**YOUR TASK:** Repeat every record below exactly as written.

**MATERIAL FOR THIS TASK:**
--- BEGIN ---

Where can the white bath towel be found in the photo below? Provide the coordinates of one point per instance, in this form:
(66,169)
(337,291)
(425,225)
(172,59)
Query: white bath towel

--- END ---

**TASK RESPONSE:**
Where can the white bath towel be found in the photo below? Provide the coordinates of one point per instance, in this form:
(66,169)
(337,291)
(425,225)
(172,59)
Query: white bath towel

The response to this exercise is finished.